Supplied records Start Marker
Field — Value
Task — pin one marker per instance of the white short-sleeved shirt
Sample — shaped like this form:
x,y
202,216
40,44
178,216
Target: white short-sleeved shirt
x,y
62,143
Supplied records End Marker
## How to complete this task
The full listing above is to be given again exactly.

## Exercise answer
Field — Value
Task — pin one marker per instance of the white short-sleeved shirt
Sample — shaped like this form:
x,y
202,216
40,44
178,216
Target: white short-sleeved shirt
x,y
62,143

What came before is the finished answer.